(Spatial localization data)

━━━━━━━━

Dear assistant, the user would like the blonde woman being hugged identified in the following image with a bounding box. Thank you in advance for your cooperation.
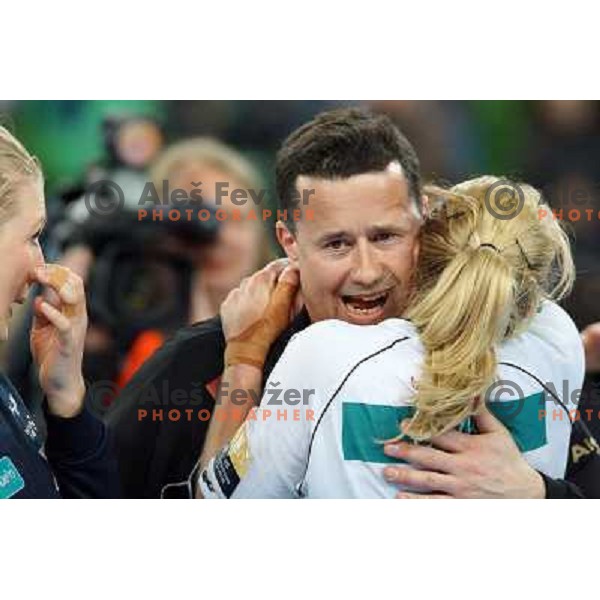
[199,176,583,498]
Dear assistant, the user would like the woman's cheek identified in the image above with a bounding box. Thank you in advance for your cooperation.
[230,224,261,265]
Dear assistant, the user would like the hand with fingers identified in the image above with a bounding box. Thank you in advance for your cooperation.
[30,264,89,418]
[582,322,600,373]
[222,258,301,369]
[382,403,545,499]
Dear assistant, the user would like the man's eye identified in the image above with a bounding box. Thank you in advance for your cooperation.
[325,239,348,251]
[373,232,397,243]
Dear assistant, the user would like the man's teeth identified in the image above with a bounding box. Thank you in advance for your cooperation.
[345,292,388,302]
[343,292,389,314]
[347,305,381,315]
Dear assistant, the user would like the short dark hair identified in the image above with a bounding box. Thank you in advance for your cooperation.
[275,107,422,227]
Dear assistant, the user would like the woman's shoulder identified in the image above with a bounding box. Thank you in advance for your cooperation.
[268,317,419,403]
[499,300,585,380]
[283,317,418,371]
[525,300,582,351]
[299,316,415,344]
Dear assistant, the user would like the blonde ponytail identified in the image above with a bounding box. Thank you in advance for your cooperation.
[401,176,575,441]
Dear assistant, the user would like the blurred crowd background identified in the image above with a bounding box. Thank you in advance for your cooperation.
[0,100,598,420]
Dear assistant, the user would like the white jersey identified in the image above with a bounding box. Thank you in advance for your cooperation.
[199,301,584,499]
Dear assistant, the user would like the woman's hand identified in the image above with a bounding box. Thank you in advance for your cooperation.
[30,264,88,418]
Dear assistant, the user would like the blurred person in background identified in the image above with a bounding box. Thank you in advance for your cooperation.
[150,137,273,324]
[0,125,118,498]
[10,101,164,192]
[110,137,274,390]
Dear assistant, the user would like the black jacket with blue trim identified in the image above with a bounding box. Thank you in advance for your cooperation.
[0,372,119,499]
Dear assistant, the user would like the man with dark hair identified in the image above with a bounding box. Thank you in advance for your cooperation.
[276,108,423,221]
[108,106,587,499]
[272,107,423,327]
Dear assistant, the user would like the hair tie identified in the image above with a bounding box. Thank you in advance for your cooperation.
[478,243,500,253]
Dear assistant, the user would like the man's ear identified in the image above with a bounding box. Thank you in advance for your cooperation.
[275,220,299,264]
[412,233,421,268]
[420,194,430,220]
[412,206,423,269]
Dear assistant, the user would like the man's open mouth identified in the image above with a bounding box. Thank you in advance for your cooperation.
[341,290,391,317]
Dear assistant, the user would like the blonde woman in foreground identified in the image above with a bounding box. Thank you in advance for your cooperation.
[199,176,584,498]
[0,126,118,498]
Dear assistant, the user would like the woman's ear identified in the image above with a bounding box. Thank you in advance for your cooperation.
[275,221,299,264]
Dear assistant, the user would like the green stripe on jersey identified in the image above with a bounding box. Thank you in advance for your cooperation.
[342,403,414,464]
[487,391,547,452]
[342,392,547,464]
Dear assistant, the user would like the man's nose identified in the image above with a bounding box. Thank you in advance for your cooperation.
[350,240,383,287]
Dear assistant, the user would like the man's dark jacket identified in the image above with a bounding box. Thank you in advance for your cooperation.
[107,312,309,498]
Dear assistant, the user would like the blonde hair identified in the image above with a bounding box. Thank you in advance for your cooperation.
[151,137,262,193]
[151,137,274,267]
[0,125,42,226]
[401,175,575,441]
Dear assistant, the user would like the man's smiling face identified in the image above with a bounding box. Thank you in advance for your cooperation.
[277,163,422,325]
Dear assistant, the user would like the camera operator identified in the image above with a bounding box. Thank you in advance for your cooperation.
[101,138,275,394]
[106,137,275,395]
[62,198,221,406]
[149,137,274,324]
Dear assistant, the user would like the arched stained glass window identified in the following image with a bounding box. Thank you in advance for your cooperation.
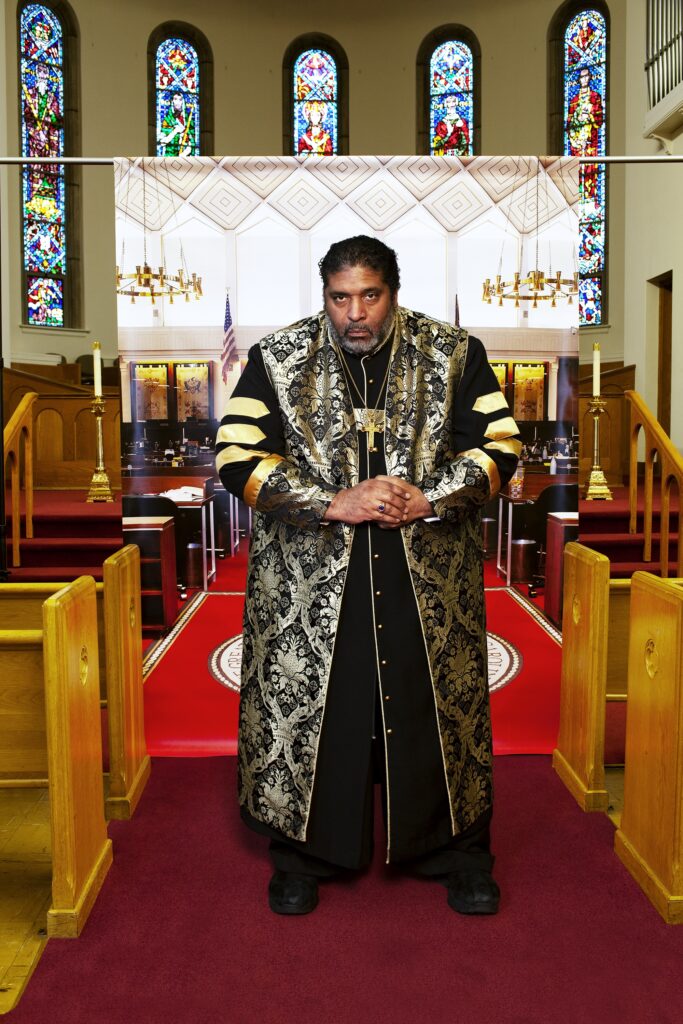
[429,40,474,156]
[155,36,200,156]
[293,48,338,156]
[20,3,66,326]
[563,9,607,325]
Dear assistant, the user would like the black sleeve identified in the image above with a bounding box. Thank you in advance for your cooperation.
[421,335,521,518]
[215,344,339,529]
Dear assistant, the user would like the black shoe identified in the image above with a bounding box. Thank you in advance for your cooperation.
[268,871,319,916]
[446,869,500,915]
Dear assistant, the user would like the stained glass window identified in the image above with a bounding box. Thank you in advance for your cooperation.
[563,9,607,325]
[429,40,474,157]
[293,49,338,156]
[20,3,65,327]
[156,37,200,157]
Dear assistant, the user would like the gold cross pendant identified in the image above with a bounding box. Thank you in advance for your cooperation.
[354,408,385,453]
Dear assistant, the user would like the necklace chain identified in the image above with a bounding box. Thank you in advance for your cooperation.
[332,321,395,413]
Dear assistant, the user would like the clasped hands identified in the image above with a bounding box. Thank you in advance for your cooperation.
[324,475,433,528]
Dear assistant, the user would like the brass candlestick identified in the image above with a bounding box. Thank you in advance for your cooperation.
[584,396,613,501]
[86,395,114,503]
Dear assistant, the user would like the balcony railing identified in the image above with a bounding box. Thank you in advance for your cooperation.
[646,0,683,108]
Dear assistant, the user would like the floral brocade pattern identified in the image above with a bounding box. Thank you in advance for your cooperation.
[240,309,494,843]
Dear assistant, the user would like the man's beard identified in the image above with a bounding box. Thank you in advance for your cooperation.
[326,308,396,356]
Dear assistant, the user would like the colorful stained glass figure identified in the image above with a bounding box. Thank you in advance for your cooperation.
[20,5,66,326]
[564,9,607,326]
[27,275,63,326]
[429,40,474,157]
[156,37,200,156]
[293,49,338,155]
[579,277,601,325]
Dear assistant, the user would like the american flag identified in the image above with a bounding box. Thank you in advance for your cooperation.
[221,292,238,383]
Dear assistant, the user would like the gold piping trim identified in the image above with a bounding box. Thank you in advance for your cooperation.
[215,446,271,472]
[458,448,502,498]
[484,416,519,442]
[473,391,507,414]
[224,397,269,419]
[484,437,523,457]
[243,454,286,507]
[216,423,267,446]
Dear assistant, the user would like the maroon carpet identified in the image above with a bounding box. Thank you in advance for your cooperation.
[8,757,683,1024]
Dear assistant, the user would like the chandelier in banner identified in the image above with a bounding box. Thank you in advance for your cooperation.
[115,157,202,304]
[482,157,578,309]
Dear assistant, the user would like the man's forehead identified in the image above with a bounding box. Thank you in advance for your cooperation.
[324,265,388,292]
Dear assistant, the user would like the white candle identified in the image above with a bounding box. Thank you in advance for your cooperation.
[93,341,103,397]
[592,341,600,397]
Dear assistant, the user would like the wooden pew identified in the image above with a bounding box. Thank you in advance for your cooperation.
[615,572,683,924]
[0,545,150,819]
[0,576,113,937]
[552,542,633,811]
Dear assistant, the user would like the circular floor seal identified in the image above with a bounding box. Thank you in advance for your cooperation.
[210,632,521,696]
[208,635,243,693]
[487,632,522,692]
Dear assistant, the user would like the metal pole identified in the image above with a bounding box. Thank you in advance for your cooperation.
[1,155,683,166]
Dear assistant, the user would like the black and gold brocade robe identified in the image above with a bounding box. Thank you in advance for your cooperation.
[216,307,520,864]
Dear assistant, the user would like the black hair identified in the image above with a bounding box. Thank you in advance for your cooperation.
[318,235,400,295]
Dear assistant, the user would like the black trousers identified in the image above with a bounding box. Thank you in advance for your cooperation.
[269,728,493,880]
[269,804,493,879]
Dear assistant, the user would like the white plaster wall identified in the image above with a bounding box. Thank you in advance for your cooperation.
[621,0,683,449]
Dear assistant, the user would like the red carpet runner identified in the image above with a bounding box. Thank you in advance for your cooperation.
[9,756,683,1024]
[142,581,561,756]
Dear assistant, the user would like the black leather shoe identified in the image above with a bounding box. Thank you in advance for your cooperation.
[268,871,319,915]
[447,869,500,915]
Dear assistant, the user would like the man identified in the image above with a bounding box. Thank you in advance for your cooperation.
[158,90,196,156]
[566,66,603,158]
[216,236,520,916]
[297,101,334,156]
[433,94,470,156]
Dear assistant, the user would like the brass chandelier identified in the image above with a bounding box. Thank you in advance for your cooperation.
[482,268,579,308]
[482,157,578,309]
[116,158,202,305]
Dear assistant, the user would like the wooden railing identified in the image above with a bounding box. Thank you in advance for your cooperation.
[626,389,683,577]
[3,391,37,567]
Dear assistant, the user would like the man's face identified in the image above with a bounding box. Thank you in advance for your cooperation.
[324,265,397,355]
[580,69,590,88]
[173,93,183,111]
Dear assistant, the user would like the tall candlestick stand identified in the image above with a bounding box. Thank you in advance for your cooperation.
[86,395,114,503]
[584,396,613,500]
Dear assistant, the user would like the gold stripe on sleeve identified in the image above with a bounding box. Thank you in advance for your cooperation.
[484,438,523,457]
[458,448,501,498]
[216,423,267,446]
[484,416,520,442]
[473,391,508,414]
[224,397,270,419]
[243,454,286,507]
[215,445,272,472]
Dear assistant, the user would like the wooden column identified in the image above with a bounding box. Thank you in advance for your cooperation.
[103,545,151,819]
[552,542,611,810]
[615,572,683,924]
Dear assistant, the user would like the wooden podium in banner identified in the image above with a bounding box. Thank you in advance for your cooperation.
[615,572,683,924]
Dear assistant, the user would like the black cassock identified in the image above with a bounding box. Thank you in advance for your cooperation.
[218,331,510,870]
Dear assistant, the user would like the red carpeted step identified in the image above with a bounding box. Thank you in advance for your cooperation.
[28,512,123,539]
[604,559,680,579]
[16,536,122,568]
[7,565,105,583]
[579,530,679,563]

━━━━━━━━

EXERCISE GOAL:
Could you restate, word for word, every line from the one containing "Dear assistant, the user would like the wooden column" through the last line of the records above, and nothing more?

COMPLETED TASK:
Dear assistant, the user would like the wooden column identified in the image above with a bounding box. Thank you in advance for your cooperation.
[103,545,151,819]
[552,542,611,810]
[615,572,683,924]
Dear assistant, the user would like the wooden podium in banner identified in the image above with a bounding box. Thank you in advance for your cooperation.
[615,572,683,924]
Dear assistant, the user would like the black cassock identified in the image above with a bounding box. Thank you in advance for your cooperation.
[218,331,510,870]
Dear assistant, the user would like the red carpeted step identified in the image above with a bounding box. Thank you in advance for your cooperation.
[28,512,123,539]
[604,559,680,579]
[16,536,122,568]
[7,565,105,583]
[579,530,679,563]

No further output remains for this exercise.